What you will do:
Restate each line word for word. Leave out every picture.

[Dataset excerpt]
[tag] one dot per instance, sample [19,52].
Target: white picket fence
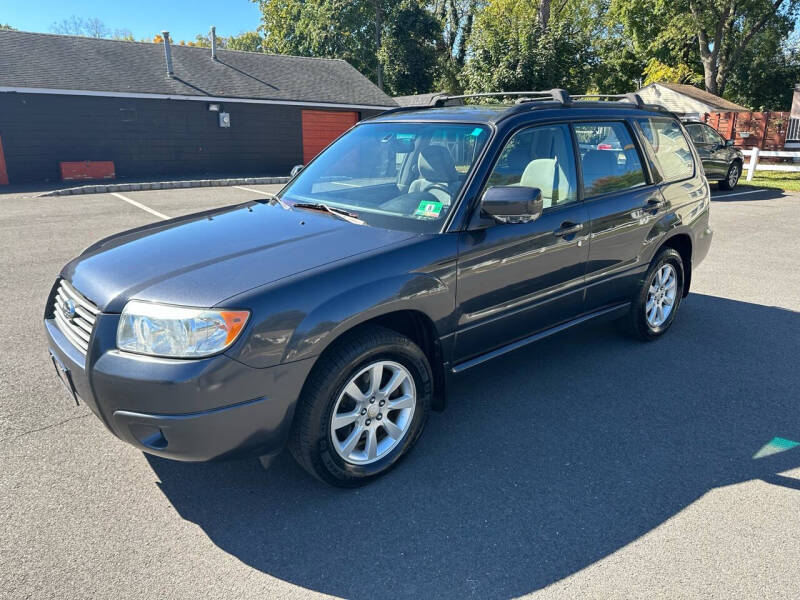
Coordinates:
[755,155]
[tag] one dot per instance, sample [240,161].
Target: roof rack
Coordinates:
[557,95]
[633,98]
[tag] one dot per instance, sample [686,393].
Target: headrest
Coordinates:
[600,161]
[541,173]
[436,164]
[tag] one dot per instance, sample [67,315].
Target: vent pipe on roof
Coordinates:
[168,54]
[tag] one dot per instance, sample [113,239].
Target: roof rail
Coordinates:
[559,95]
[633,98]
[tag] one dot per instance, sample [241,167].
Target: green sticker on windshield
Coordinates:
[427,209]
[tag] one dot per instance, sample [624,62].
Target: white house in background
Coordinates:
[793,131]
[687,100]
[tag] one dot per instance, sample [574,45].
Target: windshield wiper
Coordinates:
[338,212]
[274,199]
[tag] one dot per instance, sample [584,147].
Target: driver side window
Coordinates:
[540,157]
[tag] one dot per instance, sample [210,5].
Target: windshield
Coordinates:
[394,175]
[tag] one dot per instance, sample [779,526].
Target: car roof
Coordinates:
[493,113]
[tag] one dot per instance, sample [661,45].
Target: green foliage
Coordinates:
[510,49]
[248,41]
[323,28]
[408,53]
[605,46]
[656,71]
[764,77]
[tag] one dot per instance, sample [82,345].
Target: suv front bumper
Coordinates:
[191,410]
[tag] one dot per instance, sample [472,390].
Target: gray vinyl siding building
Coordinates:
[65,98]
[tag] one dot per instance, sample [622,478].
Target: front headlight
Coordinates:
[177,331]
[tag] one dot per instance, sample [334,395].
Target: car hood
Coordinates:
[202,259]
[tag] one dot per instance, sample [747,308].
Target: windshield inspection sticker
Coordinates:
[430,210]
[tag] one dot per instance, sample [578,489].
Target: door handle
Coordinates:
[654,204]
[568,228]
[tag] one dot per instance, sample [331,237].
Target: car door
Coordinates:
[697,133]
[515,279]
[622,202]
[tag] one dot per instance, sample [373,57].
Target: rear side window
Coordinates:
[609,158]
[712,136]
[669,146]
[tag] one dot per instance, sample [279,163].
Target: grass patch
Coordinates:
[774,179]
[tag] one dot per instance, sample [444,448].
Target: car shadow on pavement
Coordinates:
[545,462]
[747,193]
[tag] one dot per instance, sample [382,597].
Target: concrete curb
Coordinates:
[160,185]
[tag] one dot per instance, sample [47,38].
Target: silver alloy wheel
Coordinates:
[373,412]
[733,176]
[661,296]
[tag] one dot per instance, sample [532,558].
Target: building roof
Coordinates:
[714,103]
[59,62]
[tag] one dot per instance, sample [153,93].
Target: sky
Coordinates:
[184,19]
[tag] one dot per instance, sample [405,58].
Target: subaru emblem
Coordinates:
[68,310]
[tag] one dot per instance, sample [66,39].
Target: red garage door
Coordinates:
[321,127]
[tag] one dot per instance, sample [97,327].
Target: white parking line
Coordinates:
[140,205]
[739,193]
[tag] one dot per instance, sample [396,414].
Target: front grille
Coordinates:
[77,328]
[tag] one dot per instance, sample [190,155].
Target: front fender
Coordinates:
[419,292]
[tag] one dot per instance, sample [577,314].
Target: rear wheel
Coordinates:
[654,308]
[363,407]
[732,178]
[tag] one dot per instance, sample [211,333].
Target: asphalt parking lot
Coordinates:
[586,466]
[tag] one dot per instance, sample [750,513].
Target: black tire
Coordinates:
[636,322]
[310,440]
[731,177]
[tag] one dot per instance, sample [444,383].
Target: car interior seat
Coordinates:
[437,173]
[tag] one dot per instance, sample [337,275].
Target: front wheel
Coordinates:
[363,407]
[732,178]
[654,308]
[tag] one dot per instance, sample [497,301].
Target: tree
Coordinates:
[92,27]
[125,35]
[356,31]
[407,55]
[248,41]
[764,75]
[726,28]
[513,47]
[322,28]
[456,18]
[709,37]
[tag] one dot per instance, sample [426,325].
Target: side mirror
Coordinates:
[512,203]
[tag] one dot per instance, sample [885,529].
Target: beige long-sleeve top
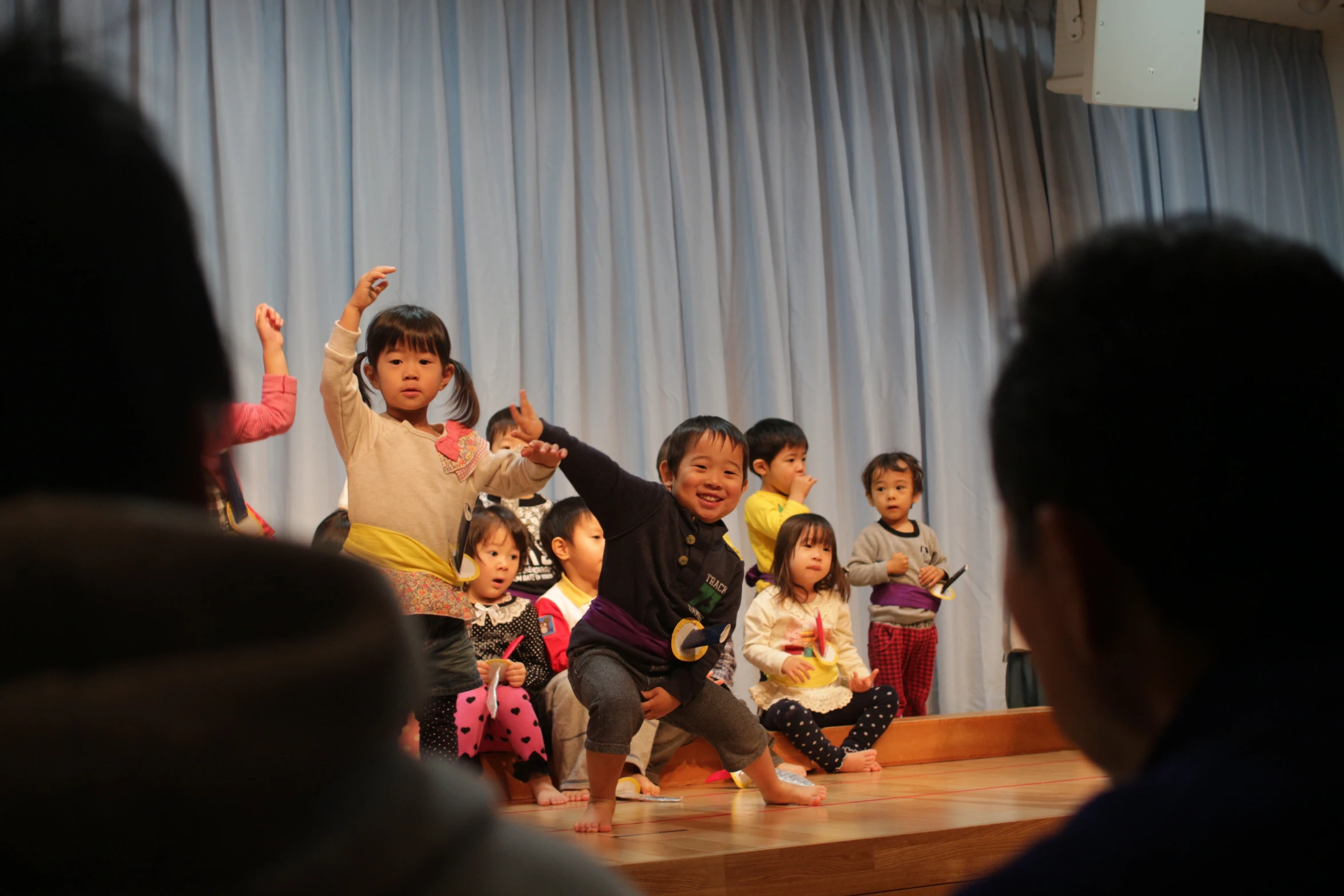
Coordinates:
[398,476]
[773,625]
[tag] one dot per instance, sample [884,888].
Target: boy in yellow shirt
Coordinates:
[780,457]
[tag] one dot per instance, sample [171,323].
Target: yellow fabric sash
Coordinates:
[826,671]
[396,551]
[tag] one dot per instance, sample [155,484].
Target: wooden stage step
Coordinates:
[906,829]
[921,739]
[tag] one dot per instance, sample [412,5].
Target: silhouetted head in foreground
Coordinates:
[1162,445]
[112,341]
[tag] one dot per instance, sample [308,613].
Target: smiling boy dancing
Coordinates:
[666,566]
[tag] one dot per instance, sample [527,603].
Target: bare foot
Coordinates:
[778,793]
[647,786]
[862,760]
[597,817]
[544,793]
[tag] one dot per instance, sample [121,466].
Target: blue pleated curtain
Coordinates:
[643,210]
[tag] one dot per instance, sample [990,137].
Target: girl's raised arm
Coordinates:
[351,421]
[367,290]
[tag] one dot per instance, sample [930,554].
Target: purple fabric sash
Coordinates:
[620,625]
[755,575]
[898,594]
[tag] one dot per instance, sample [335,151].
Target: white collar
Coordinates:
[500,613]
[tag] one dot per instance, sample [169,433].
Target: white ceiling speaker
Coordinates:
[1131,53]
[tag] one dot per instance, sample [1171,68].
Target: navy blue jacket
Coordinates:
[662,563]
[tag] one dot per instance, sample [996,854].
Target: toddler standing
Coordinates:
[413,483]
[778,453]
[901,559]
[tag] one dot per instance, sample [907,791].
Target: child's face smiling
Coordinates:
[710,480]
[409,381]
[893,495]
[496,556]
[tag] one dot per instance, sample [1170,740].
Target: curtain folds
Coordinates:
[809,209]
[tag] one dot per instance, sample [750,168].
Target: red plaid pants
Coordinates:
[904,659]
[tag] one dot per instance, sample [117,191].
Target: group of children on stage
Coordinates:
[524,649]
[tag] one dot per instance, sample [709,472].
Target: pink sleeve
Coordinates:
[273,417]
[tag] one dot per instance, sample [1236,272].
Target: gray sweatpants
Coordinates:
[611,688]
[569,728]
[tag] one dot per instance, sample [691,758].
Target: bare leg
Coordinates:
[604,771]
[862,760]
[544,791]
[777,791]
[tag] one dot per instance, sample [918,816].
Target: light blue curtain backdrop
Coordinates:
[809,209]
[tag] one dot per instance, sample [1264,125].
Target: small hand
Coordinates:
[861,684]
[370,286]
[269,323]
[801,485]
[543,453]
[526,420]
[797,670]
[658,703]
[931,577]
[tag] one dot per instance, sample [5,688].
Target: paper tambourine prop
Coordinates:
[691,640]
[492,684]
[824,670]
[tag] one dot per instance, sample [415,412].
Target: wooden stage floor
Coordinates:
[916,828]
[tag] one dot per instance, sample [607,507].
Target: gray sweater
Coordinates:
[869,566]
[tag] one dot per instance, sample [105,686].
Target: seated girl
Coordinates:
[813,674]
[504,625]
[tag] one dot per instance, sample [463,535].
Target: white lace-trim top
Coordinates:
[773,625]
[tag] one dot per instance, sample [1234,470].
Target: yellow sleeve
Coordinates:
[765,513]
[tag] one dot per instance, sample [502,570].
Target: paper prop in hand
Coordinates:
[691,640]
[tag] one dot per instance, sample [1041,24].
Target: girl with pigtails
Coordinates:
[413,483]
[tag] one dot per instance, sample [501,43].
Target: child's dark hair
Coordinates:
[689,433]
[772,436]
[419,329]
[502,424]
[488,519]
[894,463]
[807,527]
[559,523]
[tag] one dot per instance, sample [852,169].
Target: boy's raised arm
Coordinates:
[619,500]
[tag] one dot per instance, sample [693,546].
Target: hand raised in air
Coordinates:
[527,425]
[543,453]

Result of this exercise:
[tag] one dot per instance, sample [19,52].
Target: white picket fence
Coordinates:
[755,155]
[tag] one dot per instance, sample [240,161].
Target: roof rack
Coordinates:
[557,95]
[633,98]
[tag] one dot per instance, sample [686,393].
Target: headrest
Coordinates:
[600,161]
[541,173]
[436,164]
[tag] one dot per instance, sample [67,315].
Target: vent pipe on roof
Coordinates:
[168,54]
[tag] one dot per instance, sample [113,239].
Target: roof rail
Coordinates:
[559,95]
[633,98]
[tag] one dot per instance, sample [241,167].
Target: green sticker on windshield
Coordinates:
[427,209]
[tag] one dot per instance, sample [624,62].
Target: white house in background
Coordinates:
[793,131]
[687,100]
[tag] one dot per instance, sample [574,45].
Target: windshield wiper
Coordinates:
[338,212]
[274,199]
[tag] one dot per instance, sample [584,147].
Target: driver side window
Coordinates:
[540,157]
[tag] one dot per instance, sample [210,5].
Target: windshield
Coordinates:
[394,175]
[tag] one dot per instance, sample [779,526].
Target: car roof
Coordinates:
[493,113]
[tag] one dot per instance, sample [661,45].
Target: green foliage
Coordinates:
[510,49]
[248,41]
[323,28]
[408,53]
[605,46]
[656,71]
[764,77]
[tag] one dot per instance, sample [82,345].
Target: suv front bumper
Coordinates:
[191,410]
[tag] one dot per instance, sample [472,390].
Target: gray vinyl siding building
Coordinates:
[65,98]
[tag] one dot per instance, sample [622,478].
Target: front headlight
Coordinates:
[177,331]
[tag] one dot per instance, sample [334,395].
Target: car hood
Coordinates:
[202,259]
[tag] one dot per instance, sample [747,308].
Target: windshield inspection sticker
Coordinates:
[430,210]
[tag] one dot per instance, sample [578,489].
Target: door handle
Coordinates:
[654,204]
[568,228]
[tag] one dot per instance, sample [331,237].
Target: car door
Coordinates:
[697,133]
[515,279]
[622,202]
[tag] one dot per instance, sample [373,57].
Target: rear side window
Coordinates:
[609,158]
[712,136]
[669,146]
[tag] one dot per instance, sample [279,163].
Target: grass patch
Coordinates:
[774,179]
[tag] one dot per instance, sample [444,448].
Target: car shadow on pavement
Coordinates:
[545,462]
[747,193]
[tag] one dot per instance, sample [382,597].
Target: concrete curb
Coordinates:
[160,185]
[tag] one dot per instance, sample [47,38].
Target: silver alloy wheel
Coordinates:
[373,412]
[733,176]
[661,296]
[tag] one dot per instance, sample [532,558].
Target: building roof
Coordinates:
[714,103]
[59,62]
[tag] one dot per instance, sample [153,93].
Target: sky
Coordinates:
[184,19]
[tag] one dot per instance, sample [405,58].
Target: subaru emblem
Coordinates:
[68,310]
[tag] one dot per instance, sample [66,39].
Target: red garage door
Coordinates:
[321,127]
[tag] one dot per instance, sample [97,327].
Target: white parking line
Coordinates:
[140,205]
[739,193]
[tag] one dot per instance, sample [396,414].
Target: front grille
Coordinates:
[77,328]
[tag] one dot per instance, sample [190,155].
Target: front fender
Coordinates:
[419,292]
[tag] one dot per instance, sample [577,314].
Target: rear wheel
Coordinates:
[654,308]
[363,407]
[732,178]
[tag] one dot per instance, sample [211,333].
Target: asphalt parking lot
Coordinates:
[586,466]
[tag] one dot per instance, sample [750,513].
Target: black tire
Coordinates:
[636,322]
[310,440]
[731,177]
[tag] one dot per instance, sample [444,383].
Target: car interior seat
Coordinates:
[437,173]
[tag] one dot per instance, sample [337,275].
Target: front wheel
Coordinates:
[363,407]
[732,178]
[654,308]
[tag] one dot per instance, sample [497,301].
Target: tree
Coordinates:
[92,27]
[125,35]
[356,31]
[407,55]
[248,41]
[764,75]
[726,28]
[513,47]
[322,28]
[456,18]
[709,37]
[tag] one dot per instance, sample [426,325].
Target: side mirror
Coordinates:
[512,203]
[tag] one dot per instance, sample [885,529].
Target: beige long-sleeve top
Coordinates:
[398,476]
[773,625]
[tag] one dot per instance, sample [884,888].
Target: boy in yellow shirt
Coordinates:
[780,457]
[tag] one dot per instance, sample [171,323].
Target: yellow fabric sash
Coordinates:
[826,671]
[396,551]
[tag] one dot per instance, sample [155,484].
Target: wooden stage step
Coordinates:
[906,829]
[921,739]
[tag] one dot per instance, sample [412,5].
Target: silhouetted head in foreground
Coordinates:
[1162,445]
[112,341]
[tag] one dot per instance, sample [308,613].
Target: smiling boy dancing
Coordinates:
[666,566]
[tag] one dot per instance, sample [527,603].
Target: bare foot
Coordinates:
[778,793]
[647,786]
[862,760]
[597,817]
[544,793]
[tag] one dot per instance, sample [121,466].
Target: blue pleated curtain
Coordinates:
[643,210]
[tag] one dot per instance, sample [990,137].
Target: girl's raised arm
Coordinates:
[351,421]
[367,290]
[tag] one dot per instance, sample [930,554].
Target: purple fabric sash
Coordinates:
[620,625]
[755,575]
[898,594]
[tag] one dot per instance, sample [335,151].
Target: white collar
Coordinates:
[500,613]
[tag] one dot per instance, sample [169,433].
Target: white ceiling speaker
Coordinates:
[1131,53]
[tag] one dot per instance, sample [1171,68].
Target: navy blue jacket
Coordinates:
[662,563]
[tag] one dot per instance, sample [996,854].
Target: toddler standing
Coordinates:
[413,483]
[778,453]
[901,559]
[tag] one dot per instance, sample [907,791].
Target: child's face smiling
Coordinates:
[710,480]
[409,381]
[893,495]
[496,556]
[tag] one dot per instance, sample [1170,740].
Target: curtain folds
Coordinates:
[809,209]
[tag] one dot per instance, sample [750,168].
Target: red plaid pants
Coordinates:
[904,659]
[tag] one dot per instance, sample [117,191].
Target: group of children on stage
Coordinates:
[524,649]
[tag] one dot per instance, sample [709,472].
Target: pink sleeve
Coordinates:
[273,417]
[tag] one dot per instance, sample [1236,272].
Target: gray sweatpants
Coordinates:
[611,688]
[569,728]
[tag] one dot per instance, sample [691,758].
Target: bare leg
Coordinates:
[604,771]
[862,760]
[544,791]
[777,791]
[tag] one dot per instance, sample [918,816].
Target: light blue curtain backdrop
Coordinates:
[809,209]
[tag] one dot per instance, sample [1264,125].
Target: small hand
Coordinates:
[861,684]
[370,286]
[269,323]
[801,485]
[543,453]
[526,420]
[797,670]
[658,703]
[931,577]
[tag] one dot per instance, sample [5,688].
Target: paper tambourine prop
Coordinates:
[691,640]
[492,684]
[824,670]
[tag] one dot per instance, sample [415,412].
Target: wooden stage floor
Coordinates:
[916,828]
[tag] one dot per instance, sample [607,507].
Target: gray sweater
Coordinates:
[869,566]
[tag] one dot per instance, sample [105,686].
Target: seated girl
Coordinates:
[813,674]
[504,625]
[tag] one dot per instance, sample [463,535].
Target: white lace-trim top
Coordinates:
[773,625]
[tag] one dot per instance, sample [1234,470].
Target: yellow sleeve
Coordinates:
[765,513]
[tag] one dot per instance, sample [502,570].
Target: paper prop in hand
Coordinates:
[691,640]
[tag] one dot per instance, sample [1041,24].
Target: girl with pigtails
Coordinates:
[413,483]
[tag] one dot per instance, sample [501,43].
Target: child's dark hair
Coordinates:
[689,433]
[772,436]
[419,329]
[502,424]
[488,519]
[894,463]
[807,527]
[559,523]
[tag] one dot per instance, sample [852,169].
Target: boy's raised arm
Coordinates:
[619,500]
[tag] one dot per instance, sample [693,546].
Target: hand raised in air
Coordinates:
[527,425]
[543,453]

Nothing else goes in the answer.